What is being asked
Write out each of the entries below word for word, omitting the pictures.

################

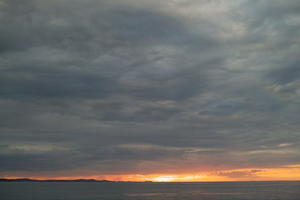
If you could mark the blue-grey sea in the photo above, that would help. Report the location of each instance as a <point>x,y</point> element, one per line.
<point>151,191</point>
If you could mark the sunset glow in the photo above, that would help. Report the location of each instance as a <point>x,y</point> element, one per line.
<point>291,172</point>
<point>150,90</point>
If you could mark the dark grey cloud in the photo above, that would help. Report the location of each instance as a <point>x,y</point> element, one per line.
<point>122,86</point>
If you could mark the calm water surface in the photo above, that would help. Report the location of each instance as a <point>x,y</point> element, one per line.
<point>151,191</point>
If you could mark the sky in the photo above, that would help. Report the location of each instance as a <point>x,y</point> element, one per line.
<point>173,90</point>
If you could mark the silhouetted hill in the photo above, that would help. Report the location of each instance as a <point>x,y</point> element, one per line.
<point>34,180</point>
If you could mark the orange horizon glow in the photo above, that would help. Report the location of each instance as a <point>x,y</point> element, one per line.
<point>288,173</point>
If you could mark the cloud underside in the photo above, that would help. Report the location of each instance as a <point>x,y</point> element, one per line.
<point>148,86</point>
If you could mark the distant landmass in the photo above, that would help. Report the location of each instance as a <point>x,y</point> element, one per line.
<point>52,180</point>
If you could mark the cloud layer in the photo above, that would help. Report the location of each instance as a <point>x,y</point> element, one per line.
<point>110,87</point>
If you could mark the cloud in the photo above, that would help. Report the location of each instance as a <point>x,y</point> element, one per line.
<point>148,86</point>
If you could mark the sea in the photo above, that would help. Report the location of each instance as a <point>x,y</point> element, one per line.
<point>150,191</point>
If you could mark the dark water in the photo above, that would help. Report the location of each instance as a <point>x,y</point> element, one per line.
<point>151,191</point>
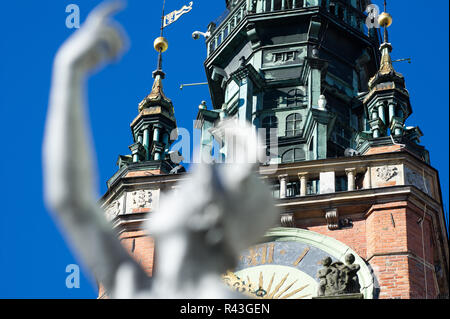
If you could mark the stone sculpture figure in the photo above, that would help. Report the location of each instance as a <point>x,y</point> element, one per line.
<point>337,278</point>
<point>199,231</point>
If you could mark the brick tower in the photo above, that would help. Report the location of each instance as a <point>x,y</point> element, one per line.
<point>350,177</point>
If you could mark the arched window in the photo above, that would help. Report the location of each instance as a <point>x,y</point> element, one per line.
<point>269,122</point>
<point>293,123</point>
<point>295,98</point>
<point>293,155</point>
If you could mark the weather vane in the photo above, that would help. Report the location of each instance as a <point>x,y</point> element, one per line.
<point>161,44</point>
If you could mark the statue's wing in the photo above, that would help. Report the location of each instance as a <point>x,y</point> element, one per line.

################

The answer
If you could mark the blue-grey sea in the photo above, that would help. Report the location of each instance as a <point>x,y</point> element, one per line.
<point>151,191</point>
If you could mark the sunset glow in the photo above, that would help. Report the location of each instance as a <point>x,y</point> element, one per line.
<point>291,172</point>
<point>150,90</point>
If you could mark the dark grey cloud in the photo above, that would help. Report the location of each instance as a <point>x,y</point> element, one per line.
<point>122,86</point>
If you could mark the calm water surface in the photo above, that would help. Report the location of each instance as a <point>x,y</point> element, one per line.
<point>151,191</point>
If you could mark the sky in the photo above, that would help. Report the location of each instance as a <point>x,y</point> element, one per line.
<point>173,90</point>
If you could mark the silhouetted hill in the photo above, that would help. Report the location of each instance as a <point>x,y</point> element, one per line.
<point>34,180</point>
If you could mark the orange horizon glow in the photo above, that would help. Report the location of each instance as a <point>x,y</point> element, one per line.
<point>288,173</point>
If you could mark the cloud underside in the photo above, that would help. Report the location of each instance as a <point>x,y</point> element, one per line.
<point>148,86</point>
If you could mark the distant landmass in the photo above, that would help. Report the location of each instance as a <point>x,y</point> element, one per line.
<point>52,180</point>
If you could mark the cloud layer in the photo above, that would help. Report the location of each instance as a <point>x,y</point> element, one per line.
<point>110,87</point>
If you could mark the cloud in the photo above, that would help. Report the location of each instance as a <point>x,y</point> element, one per line.
<point>148,86</point>
If you could mark the sea in the photo above, that would help. Report the location of each instance as a <point>x,y</point> element, one per line.
<point>150,191</point>
If you could mark the dark water in the photo above, that would help. Report the location of each instance as a <point>x,y</point> element, one per line.
<point>151,191</point>
If you could mark the stone sculpture figure in the photo above, that would help. Report the location of each instance as a <point>x,y</point> element, one per line.
<point>337,278</point>
<point>199,231</point>
If you could mark the brick tower in the photo above, that would help. Report the location of each instance as a <point>x,y</point> element, one per line.
<point>350,177</point>
If you could mark the arched window in the photo above, that would help. Report the location of each instance as a <point>x,y</point> element, one per line.
<point>269,122</point>
<point>293,123</point>
<point>295,98</point>
<point>293,155</point>
If you could mark the weather vane in the photo above, that would help. Report the location of each instance as a <point>x,y</point> element, one per line.
<point>161,44</point>
If you could mark the statue's wing in the photo above, that would help. Report the location of each instance as a <point>x,y</point> element, one per line.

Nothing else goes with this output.